**Exercise passage**.

---

STAMFORD – Just before a vote to extend the superintendent’s contract, the school board president cautioned members that a “no” vote would send a signal.
“You are saying, ‘Go look for another job,’” Jackie Heftman told her board.
In a 5-4 vote, that’s what board members did, even though some who opposed adding a year to Superintendent Tamu Lucero’s contract praised her work, one calling it brilliant.
A “yes” vote would have taken Lucero’s agreement to June 2025. Instead, it expires in June 2024.
The action comes after months of controversy over Lucero’s push to switch the high schools to an unpopular block schedule. Lucero moved forward with the schedule even though teachers said it was done without their input, and two high school principals determined it wouldn’t work.
Teachers at two of the city’s three high schools took no-confidence votes against Lucero. Parents initiated online petitions opposing the change. Teachers at a middle school and two elementary schools not affected by the schedule change also voted no confidence in Lucero, saying they, too, are left out when important policies are decided.
Ben Lee, a former city representative elected to the Board of Education last year, said teachers’ dissent is why he could not vote to extend Lucero’s contract, even though “there are things she has done brilliantly,” and he supports Lucero’s $406,000 compensation package, one of the largest in Connecticut.
Teacher morale is low because the administration is not engaging them, a situation that “is not sustainable,” Lee said. Being superintendent “is a talent management business, and you can’t have stakeholders with this many concerns,” he said.
“I don’t see a superintendent as having to be popular, but the level of trust … has to improve,” said Lee, an Army Reservist. “There has to be trust in the mission … I can’t in good conscience extend her contract for another year without seeing progress on this matter.”

---

**Extracted data**.
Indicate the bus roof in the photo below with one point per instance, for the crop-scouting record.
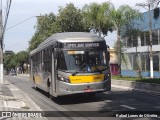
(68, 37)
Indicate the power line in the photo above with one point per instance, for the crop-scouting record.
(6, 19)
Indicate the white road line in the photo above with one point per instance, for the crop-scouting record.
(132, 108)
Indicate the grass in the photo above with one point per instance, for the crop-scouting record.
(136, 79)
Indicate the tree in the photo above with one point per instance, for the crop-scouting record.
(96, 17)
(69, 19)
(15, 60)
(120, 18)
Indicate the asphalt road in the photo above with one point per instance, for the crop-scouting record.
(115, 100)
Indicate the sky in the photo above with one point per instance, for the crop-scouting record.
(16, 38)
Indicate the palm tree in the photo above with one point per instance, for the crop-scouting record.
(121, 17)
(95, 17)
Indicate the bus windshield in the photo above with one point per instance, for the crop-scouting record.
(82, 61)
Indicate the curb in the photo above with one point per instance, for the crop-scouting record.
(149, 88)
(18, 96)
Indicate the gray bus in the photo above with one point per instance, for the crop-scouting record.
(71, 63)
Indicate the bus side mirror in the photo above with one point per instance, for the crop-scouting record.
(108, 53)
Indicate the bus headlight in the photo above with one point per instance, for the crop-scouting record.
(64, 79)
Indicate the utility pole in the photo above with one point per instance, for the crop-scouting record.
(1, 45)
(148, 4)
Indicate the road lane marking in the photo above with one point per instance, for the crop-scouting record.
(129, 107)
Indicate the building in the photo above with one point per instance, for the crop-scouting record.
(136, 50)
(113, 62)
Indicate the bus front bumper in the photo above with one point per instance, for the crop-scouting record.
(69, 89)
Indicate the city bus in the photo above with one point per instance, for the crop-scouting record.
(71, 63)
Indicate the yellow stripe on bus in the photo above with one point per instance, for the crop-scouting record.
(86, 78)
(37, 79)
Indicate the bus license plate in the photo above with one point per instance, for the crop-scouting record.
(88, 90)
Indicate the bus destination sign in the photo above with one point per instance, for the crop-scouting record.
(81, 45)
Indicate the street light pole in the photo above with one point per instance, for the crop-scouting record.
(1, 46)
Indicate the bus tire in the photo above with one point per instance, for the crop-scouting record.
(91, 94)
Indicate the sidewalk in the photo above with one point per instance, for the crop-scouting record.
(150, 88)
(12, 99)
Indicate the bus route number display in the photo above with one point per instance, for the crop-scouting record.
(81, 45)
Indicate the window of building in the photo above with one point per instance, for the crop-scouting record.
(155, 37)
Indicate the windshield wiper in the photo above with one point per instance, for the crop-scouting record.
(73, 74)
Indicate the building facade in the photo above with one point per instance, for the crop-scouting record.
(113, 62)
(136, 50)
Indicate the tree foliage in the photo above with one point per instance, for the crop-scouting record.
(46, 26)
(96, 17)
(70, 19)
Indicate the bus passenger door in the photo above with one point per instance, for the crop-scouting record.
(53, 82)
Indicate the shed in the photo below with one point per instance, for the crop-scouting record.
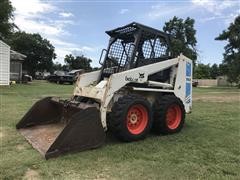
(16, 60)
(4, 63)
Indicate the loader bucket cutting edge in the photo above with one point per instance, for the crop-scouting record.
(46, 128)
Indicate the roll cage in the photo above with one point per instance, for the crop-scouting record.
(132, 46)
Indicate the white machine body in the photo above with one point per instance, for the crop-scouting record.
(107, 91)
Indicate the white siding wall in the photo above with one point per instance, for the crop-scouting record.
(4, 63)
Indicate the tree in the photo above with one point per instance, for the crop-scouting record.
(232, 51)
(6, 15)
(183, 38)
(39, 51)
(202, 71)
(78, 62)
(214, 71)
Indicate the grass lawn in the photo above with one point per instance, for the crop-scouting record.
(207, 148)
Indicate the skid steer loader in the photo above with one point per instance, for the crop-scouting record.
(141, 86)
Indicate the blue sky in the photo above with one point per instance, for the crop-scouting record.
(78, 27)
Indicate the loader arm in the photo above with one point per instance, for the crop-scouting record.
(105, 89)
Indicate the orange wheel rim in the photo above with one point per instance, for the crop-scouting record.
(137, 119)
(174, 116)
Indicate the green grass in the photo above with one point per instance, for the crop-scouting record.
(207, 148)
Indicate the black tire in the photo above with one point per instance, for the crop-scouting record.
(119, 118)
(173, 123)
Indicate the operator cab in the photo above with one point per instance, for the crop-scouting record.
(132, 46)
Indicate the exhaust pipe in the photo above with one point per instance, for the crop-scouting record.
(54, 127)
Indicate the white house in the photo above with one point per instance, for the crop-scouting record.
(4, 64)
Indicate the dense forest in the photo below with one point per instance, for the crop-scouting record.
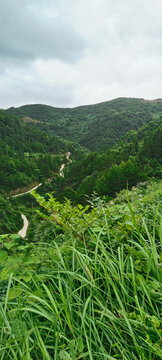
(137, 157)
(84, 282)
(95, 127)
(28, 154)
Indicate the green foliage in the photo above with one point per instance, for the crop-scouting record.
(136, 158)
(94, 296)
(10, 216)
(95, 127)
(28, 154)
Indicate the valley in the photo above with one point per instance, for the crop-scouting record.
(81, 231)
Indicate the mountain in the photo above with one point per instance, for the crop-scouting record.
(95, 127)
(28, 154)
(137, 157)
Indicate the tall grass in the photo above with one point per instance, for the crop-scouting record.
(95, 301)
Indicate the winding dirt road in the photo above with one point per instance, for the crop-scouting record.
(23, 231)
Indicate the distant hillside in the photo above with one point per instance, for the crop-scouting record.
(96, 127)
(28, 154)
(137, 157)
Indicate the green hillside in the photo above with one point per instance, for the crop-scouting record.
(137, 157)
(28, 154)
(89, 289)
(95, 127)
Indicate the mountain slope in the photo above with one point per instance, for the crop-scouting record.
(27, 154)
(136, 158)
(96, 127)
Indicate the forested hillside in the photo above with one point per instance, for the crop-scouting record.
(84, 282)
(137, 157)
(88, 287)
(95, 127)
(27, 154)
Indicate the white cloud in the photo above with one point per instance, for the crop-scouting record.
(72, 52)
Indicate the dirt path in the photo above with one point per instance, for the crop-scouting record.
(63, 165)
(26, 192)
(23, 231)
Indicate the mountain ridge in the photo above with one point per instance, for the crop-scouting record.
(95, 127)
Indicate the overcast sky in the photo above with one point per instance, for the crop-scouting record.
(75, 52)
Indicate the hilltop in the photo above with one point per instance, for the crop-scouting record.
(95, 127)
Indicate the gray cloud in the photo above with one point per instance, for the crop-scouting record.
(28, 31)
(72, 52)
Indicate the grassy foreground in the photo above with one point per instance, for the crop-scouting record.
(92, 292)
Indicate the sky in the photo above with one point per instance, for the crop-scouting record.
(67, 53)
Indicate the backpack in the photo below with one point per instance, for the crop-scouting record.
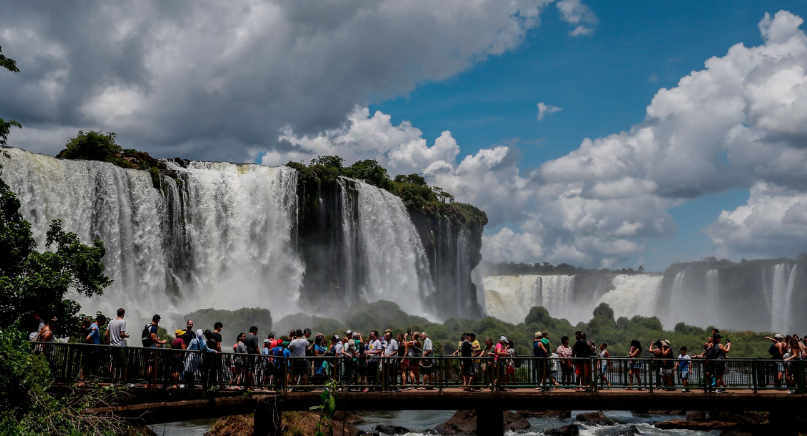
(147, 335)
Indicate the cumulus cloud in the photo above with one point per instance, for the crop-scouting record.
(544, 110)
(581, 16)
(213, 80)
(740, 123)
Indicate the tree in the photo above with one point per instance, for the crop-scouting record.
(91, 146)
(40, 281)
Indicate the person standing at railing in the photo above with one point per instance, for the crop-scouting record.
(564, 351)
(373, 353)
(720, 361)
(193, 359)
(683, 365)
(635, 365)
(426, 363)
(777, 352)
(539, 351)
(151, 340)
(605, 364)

---

**Things to do**.
[A] In the school board article, when does Tamu Lucero's contract now expire?
[B] Pick up the school board article after its last sentence and continue it.
The entries are separate material and have nothing to do with the school board article.

**Response list**.
[A] It expires in June 2024.

[B]
Lee praised Lucero for working with state representatives to secure funding from Hartford for rebuilding Stamford’s failing school buildings.
Board member Josh Esses cited Lucero’s “laudable work in helping obtain critical funding,” but said he opposed her contract extension because education standards are slipping.
Eliminating honors tracking in middle schools and midterm and final exams in high schools, and instituting “equitable” grading sends a bad message, Esses said.
“I fear the tide of education in Stamford Public Schools is going in one direction, and it’s all about … making it easier for students to get through, and instituting regulations that will improve graduation rates” rather than help students learn, he said.
Board member Becky Hamman said she voted “no” because of educational outcomes.
“The superintendent’s main role is as the instructional leader,” Hamman said. “My concern … is we are failing in math and reading, and in attendance.”
Connecticut Department of Education data shows that Stamford does not meet a state goal that 75 percent of students show proficiency in core subjects.
During the pre-pandemic 2018-19 school year, only 65 percent of Stamford students were proficient in English language arts; 61 percent in math; and 59 percent in science, according to state data. But the four-year graduation rate was nearly 89 percent.
That year, 11 percent of Stamford students were chronically absent, which increased to 19 percent in 2020-21, when the pandemic began and more than 3,000 of the city’s 16,100 students repeatedly missed class.
The data shows that the Stamford district has many challenges. In 2020-21, 54 percent of students came from families with incomes low enough to qualify for free or reduced-price meals; and 14 percent were English language learners, compared with 9 percent statewide.
School board members who backed Lucero’s contract extension said she is meeting the challenges with innovation and hard work.
“I understand there are areas of concern – that’s why we as a board adopt goals for the superintendent every year,” Heftman said.
She has worked with five superintendents in her dozen years on the board and “this one cares more about Stamford students and Stamford as a community than any other superintendent I served with,” Heftman said.
Board member Dan Dauplaise said Lucero “provides solutions,” and “does it excellently.” They have had substantive conversations about policy differences, Dauplaise said, and his views were heard.
“She is an agent of compromise, a strong agent for our school system, and the person to lead us,” he said.
Board member Jennienne Burke credited Lucero with executing a plan, based on one used in Norwalk, to get more state money for rebuilding Westhill High School by filing for special legislation.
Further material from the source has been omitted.